- EXERCISE GOAL
Please output every record exactly, keeping each line as it is.

- DATA EXTRACT

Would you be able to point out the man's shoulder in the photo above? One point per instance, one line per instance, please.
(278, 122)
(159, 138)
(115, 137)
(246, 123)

- RESPONSE
Would you be able to point out the man's shoulder in the photo above? One point per instance, one line per instance, please.
(278, 122)
(159, 138)
(115, 137)
(246, 123)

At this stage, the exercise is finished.